::: Record extracts :::

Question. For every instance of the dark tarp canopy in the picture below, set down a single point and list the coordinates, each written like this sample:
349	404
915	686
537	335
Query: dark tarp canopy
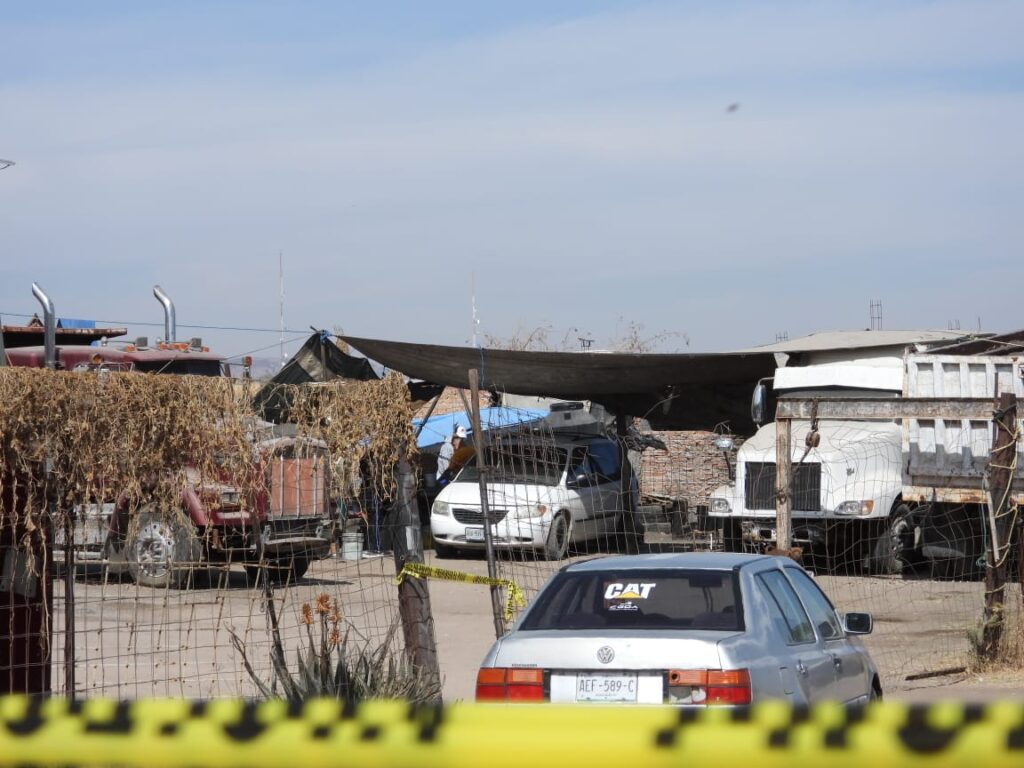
672	391
320	360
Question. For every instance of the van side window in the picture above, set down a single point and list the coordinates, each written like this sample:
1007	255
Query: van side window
604	455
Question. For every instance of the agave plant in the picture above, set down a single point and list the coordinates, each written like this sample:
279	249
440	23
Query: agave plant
328	666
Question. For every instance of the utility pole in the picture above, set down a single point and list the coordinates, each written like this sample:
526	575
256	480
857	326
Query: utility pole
783	482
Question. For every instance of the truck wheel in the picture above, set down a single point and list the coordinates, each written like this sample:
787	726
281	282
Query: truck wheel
557	546
292	568
894	549
162	549
281	570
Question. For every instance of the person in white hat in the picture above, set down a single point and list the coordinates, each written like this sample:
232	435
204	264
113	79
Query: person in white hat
448	451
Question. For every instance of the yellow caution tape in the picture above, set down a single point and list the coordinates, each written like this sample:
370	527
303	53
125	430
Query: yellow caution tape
228	732
515	596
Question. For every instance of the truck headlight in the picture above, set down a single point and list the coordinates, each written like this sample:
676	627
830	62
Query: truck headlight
537	510
861	509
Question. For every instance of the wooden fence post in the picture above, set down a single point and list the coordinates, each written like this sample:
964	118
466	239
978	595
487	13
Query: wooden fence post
414	594
497	606
1000	477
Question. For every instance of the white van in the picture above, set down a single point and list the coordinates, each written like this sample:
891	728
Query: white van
542	495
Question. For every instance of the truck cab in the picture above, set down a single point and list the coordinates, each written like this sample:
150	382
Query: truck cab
847	475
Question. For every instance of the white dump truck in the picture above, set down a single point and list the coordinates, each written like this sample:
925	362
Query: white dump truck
872	494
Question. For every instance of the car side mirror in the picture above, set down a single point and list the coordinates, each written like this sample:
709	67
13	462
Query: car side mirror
858	624
580	479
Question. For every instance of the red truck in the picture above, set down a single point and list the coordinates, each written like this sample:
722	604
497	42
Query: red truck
290	522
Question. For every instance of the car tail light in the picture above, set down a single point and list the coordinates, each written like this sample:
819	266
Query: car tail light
709	686
512	684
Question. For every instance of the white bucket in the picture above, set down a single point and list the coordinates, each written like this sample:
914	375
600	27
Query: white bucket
351	546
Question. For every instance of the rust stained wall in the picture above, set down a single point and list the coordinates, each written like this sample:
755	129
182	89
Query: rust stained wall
690	469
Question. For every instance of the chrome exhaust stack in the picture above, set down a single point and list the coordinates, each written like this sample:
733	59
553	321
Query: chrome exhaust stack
170	326
49	326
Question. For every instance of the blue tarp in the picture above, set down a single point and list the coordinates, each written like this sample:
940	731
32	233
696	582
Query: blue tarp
73	323
439	427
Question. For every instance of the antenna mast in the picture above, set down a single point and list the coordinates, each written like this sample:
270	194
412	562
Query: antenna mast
281	283
476	321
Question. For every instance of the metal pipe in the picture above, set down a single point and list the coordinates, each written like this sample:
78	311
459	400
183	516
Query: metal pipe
49	326
170	326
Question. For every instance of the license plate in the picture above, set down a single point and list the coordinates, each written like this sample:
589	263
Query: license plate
606	686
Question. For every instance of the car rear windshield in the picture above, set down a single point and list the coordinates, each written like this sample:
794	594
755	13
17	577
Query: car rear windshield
536	464
649	599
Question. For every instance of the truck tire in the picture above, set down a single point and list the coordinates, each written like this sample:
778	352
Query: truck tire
162	548
557	546
894	549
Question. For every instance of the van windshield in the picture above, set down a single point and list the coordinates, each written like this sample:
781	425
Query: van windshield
537	465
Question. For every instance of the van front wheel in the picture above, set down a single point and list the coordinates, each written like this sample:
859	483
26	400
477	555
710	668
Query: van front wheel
557	546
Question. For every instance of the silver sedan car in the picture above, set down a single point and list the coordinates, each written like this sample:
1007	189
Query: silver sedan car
693	629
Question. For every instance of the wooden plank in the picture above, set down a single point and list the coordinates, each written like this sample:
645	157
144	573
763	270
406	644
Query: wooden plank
783	483
901	408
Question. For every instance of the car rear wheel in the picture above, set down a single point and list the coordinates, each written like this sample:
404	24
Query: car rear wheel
162	548
443	551
557	546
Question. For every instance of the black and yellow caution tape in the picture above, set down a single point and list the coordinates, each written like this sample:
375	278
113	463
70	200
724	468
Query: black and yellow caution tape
513	598
219	733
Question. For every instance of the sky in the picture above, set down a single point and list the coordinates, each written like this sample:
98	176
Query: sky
713	173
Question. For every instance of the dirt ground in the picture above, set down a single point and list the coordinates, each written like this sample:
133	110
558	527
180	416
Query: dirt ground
133	642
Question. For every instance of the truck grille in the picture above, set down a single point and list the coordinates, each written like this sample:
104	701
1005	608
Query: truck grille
475	516
759	487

:::

** The request **
Copy out all of the data above word for word, leaving out the pictures.

** Exercise solution **
Question. For every instance of the dark tarp canopy in the picture below, set down a single point and list the coordinates, each written like this sample:
349	404
915	686
537	335
Query: dark tarp canopy
672	391
320	360
Question. For every instance of the van side window in the picture above, set down a single point and list the coordinates, each written like this sample:
1007	255
Query: van side window
604	455
Question. For every instance of the agave plant in the picture above, set down a single point and list the coordinates, each written like this sample:
279	249
440	23
Query: agave plant
328	666
Question. For every instance of the utility pole in the picture above, set down a single point and list the coordinates, each written like this sample:
526	575
256	480
857	326
Query: utility pole
783	482
Question. For every instance of the truck wheel in the picture above, set down a single point and list the coordinates, each written like this sample:
787	726
281	282
Query: truck wheel
557	546
292	568
894	549
162	549
281	570
Question. For every instance of the person in white hat in the picture above, set down a single point and list the coordinates, each written like this sample:
232	435
204	264
113	79
Query: person in white hat
448	451
Question. For every instance of the yellow caution tape in the picture above, set down a single point and list the coordinates, each written like this sample:
370	527
303	53
125	430
Query: yellow caution tape
228	732
515	596
Question. For every instance of the truck headlight in the picture above, set down a single point and list the coordinates, each written like this sample:
676	627
830	62
Query: truck headlight
537	510
861	509
Question. For every instance of the wooden fence post in the picture above, set down a single point and list the coordinates, each written like this sample:
964	118
466	239
978	595
487	13
Query: wooden fence post
414	594
497	606
1000	477
Question. For every instance of the white van in the picture above, set down a single point and list the coordinates, each written like this sample:
891	728
Query: white van
542	495
Question. For every instance of the truck cab in the picture above, set down a single point and list the coordinates, each written like this sample:
150	382
Query: truck cab
847	475
Question. For every instance of the white dump truck in the picture above, set down a single point and list the coordinates, each written like this sample:
925	362
Query: white dump truck
872	494
Question. For every instance of the car side mirror in the picture above, set down a single point and list the coordinates, each written like this sample:
709	67
13	462
Query: car side mirror
858	624
580	479
Question. For every instance of the red truck in the picture above, set down a single point and list the coordinates, each written like this sample:
722	604
497	42
Query: red truck
290	522
Question. For every instance of the car tail light in the picture above, set down a single point and list the coordinates, each written like this sample:
819	266
Query: car tail light
709	686
512	684
Question. For every instance of the white bucket in the picture above, set down a single point and list the coordinates, each written like this sample:
914	375
600	27
Query: white bucket
351	546
Question. For every instance of the rust stained wall in the picture above, set down a single point and list the coordinates, each written like this sample:
755	129
182	89
Query: rust stained wall
690	469
Question. For every instance of the chrome exhaust stack in the picture above, set down a single point and list the coordinates, each written like this sample:
733	59
553	321
Query: chrome exhaust stack
170	326
49	326
Question. For every instance of the blue tarp in the picture above, set down a single point and list the coordinates, each written like this sample:
940	731
32	233
696	582
Query: blue tarp
73	323
439	427
Question. For every instance of the antenna mast in the picture above, set down a single point and list the coordinates, each written like this sample:
270	194
412	562
Query: antenna mast
281	283
476	321
Question. For every instance of the metal pipe in the picture above, set down a single point and list the coordinates, each written like this sample:
78	311
459	400
183	516
Query: metal pipe
49	326
170	326
Question. For every instance of the license plate in the picture above, set down a single point and list the coordinates, each written like this sample:
589	263
Query: license plate
606	686
Question. For every instance of the car rear windshield in the picture above, set down a single point and list the coordinates, each written like this sample:
794	594
755	13
17	577
Query: car rear windshield
536	464
649	599
Question. For every instance of the truck tire in the picture above, set down a single point and list the coordinates, each written like this sample:
778	352
Query: truck tire
162	548
557	546
894	549
Question. For every instance of the van windshield in the picture above, set down a single point and list the coordinates, each written like this sample:
781	425
Query: van windshield
537	465
Question. For every instance of the van front wheel in the picture above, set down a single point and list the coordinates, each written like this sample:
859	483
26	400
477	555
710	668
Query: van front wheel
557	546
Question. For every instance of the silver sedan car in the picture above, set down a single point and list the coordinates, each written like this sample:
1007	189
Query: silver sedan car
693	629
Question. For every instance of the wooden plank in the picture above, set down a single point and list the coordinates, each written like this sample:
645	157
144	573
763	270
406	644
Query: wooden plank
783	483
901	408
Question. For every instance of the car rear wheel in the picture above, set down a single point and list the coordinates, each written like this sample:
404	24
Query: car rear wheel
162	548
443	551
557	546
Question. For every instance of the black and yellow caution tape in the picture above, set down a single point and list the coordinates, each written like this sample:
375	278
113	463
70	200
724	468
Query: black and yellow caution tape
513	598
219	733
Question. For every instance of the sky in the picture above, set down a single point and list the coordinates, each written like this sample:
98	176
Query: sky
713	173
Question. For every instance of the dirt ground in the picture above, set down a single point and list the coordinates, each written like this sample:
133	110
558	527
180	416
Query: dirt ground
133	642
Question. For every instance of the truck grille in the picture above, set down a single point and list the coordinates, each written like this sample:
104	701
1005	608
Query: truck grille
475	516
759	487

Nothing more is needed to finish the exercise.